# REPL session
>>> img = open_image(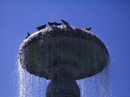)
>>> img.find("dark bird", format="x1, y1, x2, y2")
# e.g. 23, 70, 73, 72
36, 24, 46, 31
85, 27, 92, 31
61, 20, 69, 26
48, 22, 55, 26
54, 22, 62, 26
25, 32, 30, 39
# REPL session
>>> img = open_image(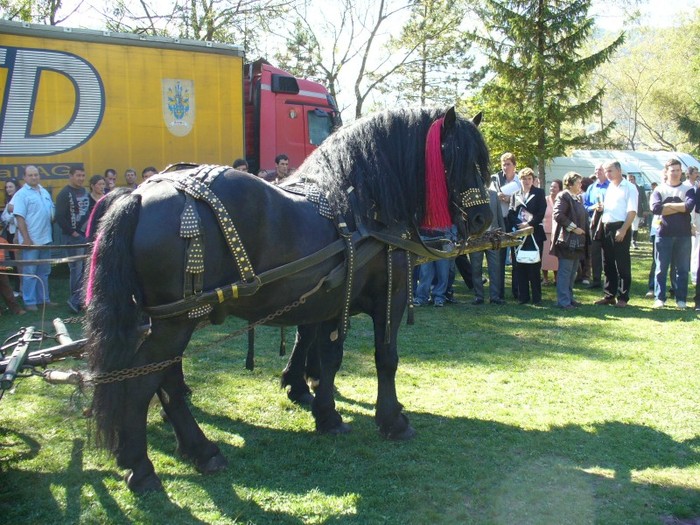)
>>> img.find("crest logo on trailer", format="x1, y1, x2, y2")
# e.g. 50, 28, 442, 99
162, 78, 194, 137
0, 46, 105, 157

--

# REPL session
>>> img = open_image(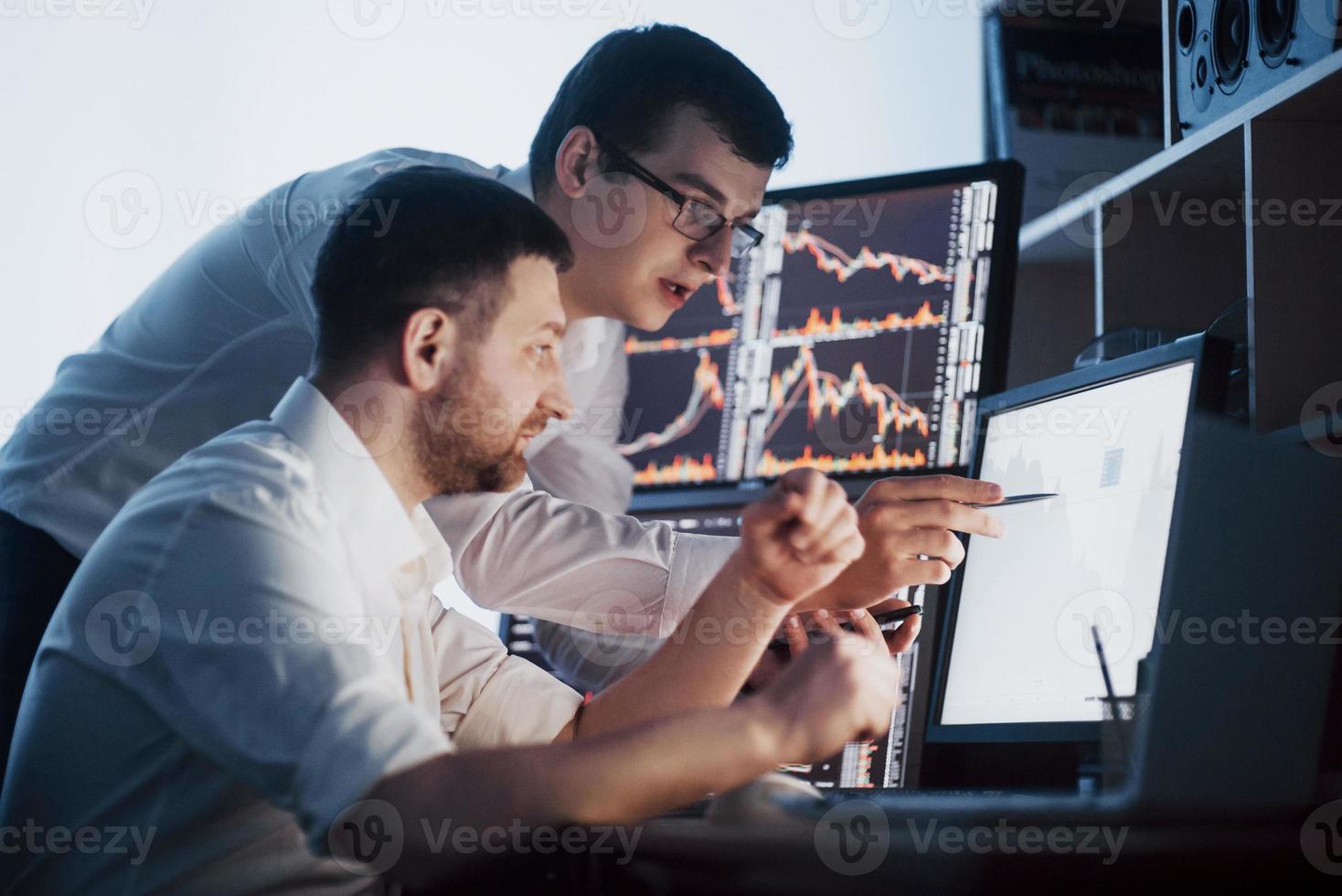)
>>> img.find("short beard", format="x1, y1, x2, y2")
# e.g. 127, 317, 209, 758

...

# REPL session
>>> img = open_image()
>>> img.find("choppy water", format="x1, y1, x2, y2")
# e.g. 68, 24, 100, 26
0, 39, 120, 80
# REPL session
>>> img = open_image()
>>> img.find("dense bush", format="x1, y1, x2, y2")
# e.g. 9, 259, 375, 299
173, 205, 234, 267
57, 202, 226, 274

- [Your task]
Please gather every line in the items above that contains the string "format".

- [Exercise solution]
>>> img.find("dark bird", format="x1, y1, x2, y2")
>>> img.find("crest logo on trailer", format="x1, y1, x2, y2")
>>> img.find("short beard", format="x1, y1, x2, y2")
>>> img.find("choppy water", format="x1, y1, x2, y2")
>>> img.find("dense bush", format="x1, y1, x2, y2")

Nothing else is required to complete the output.